Excerpted records START

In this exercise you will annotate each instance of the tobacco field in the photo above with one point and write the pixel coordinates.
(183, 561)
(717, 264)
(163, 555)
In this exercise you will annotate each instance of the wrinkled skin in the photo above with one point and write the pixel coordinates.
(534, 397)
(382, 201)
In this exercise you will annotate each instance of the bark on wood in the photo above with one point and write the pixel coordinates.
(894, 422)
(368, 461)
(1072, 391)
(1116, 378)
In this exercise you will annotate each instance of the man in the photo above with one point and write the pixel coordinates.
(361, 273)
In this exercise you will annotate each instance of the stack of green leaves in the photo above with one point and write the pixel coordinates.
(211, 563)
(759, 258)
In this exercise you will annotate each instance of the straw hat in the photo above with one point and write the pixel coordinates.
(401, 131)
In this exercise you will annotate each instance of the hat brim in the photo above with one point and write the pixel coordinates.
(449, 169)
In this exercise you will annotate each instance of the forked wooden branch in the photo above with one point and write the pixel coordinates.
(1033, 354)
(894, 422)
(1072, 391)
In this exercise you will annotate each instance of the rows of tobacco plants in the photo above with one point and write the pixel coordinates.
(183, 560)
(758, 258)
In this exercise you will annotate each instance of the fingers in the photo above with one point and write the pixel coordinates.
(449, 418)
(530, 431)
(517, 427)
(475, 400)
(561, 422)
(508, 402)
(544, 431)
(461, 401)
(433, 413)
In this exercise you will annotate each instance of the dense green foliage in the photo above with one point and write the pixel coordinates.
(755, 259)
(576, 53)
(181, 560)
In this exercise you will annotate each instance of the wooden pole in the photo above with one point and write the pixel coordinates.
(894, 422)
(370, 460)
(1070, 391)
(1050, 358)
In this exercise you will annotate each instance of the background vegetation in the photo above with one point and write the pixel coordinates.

Excerpted records END
Excerpted records START

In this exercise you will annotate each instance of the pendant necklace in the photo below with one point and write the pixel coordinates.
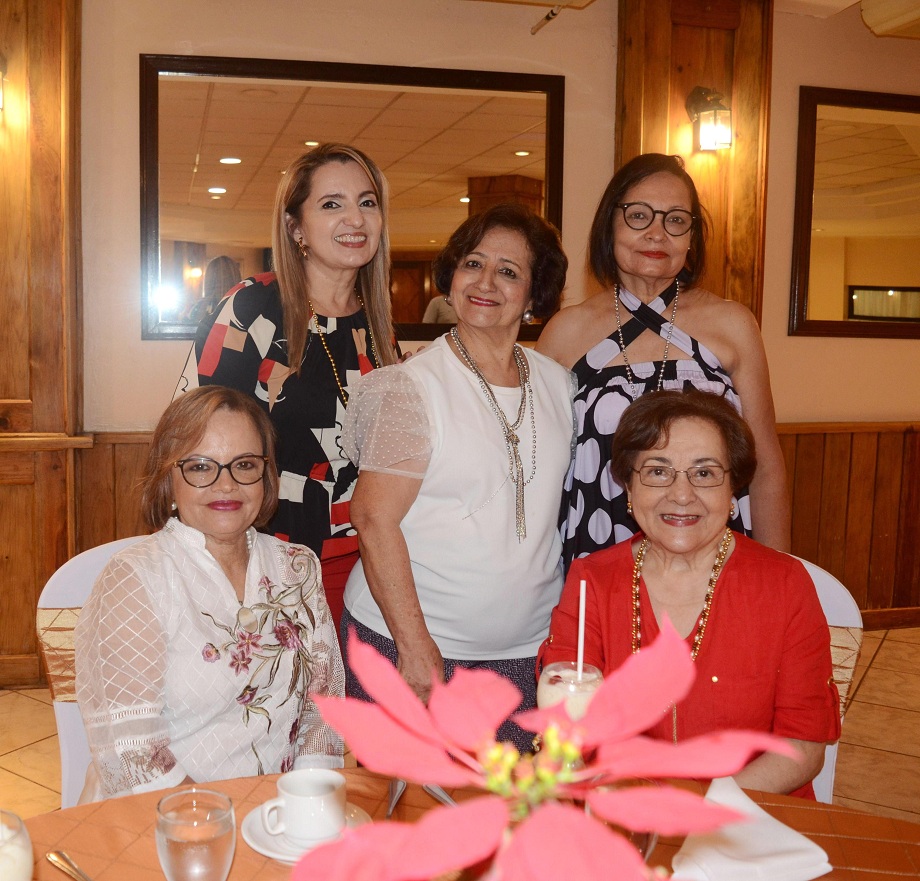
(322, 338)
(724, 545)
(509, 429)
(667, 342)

Excerpted records END

* **Work to complete**: Take the lines above from the one containing "In this exercise you will annotate each instance of the forked" down to the one containing "of the background", and transcribe them exactly, both ends included.

* **Result for this task**:
In this exercise you will annotate each instance of the forked wooden branch in the photo above with one point and write the pixel coordinates.
(1033, 354)
(894, 422)
(1072, 391)
In this exercise you will annotate each instance of the rows of tobacco plants in the photo above with one point and write the pixel coordinates.
(183, 560)
(758, 258)
In this exercise you will annotate each instance of the fingers in the photo above with one point and write the pixel coordinates.
(449, 418)
(530, 431)
(517, 427)
(475, 400)
(561, 422)
(508, 402)
(544, 431)
(461, 401)
(433, 413)
In this exercise you will annotate each instance of the dense green foliage in the photo above with one point and write the pixel coordinates.
(755, 259)
(576, 53)
(181, 560)
In this exercise you will annotate each instance of the wooden pole in the photo above with one point and write the pixel coordinates.
(894, 422)
(370, 460)
(1070, 391)
(1050, 358)
In this exercise you will annotate each instance of the background vegetation in the photo above with one point and write the pixel coordinates.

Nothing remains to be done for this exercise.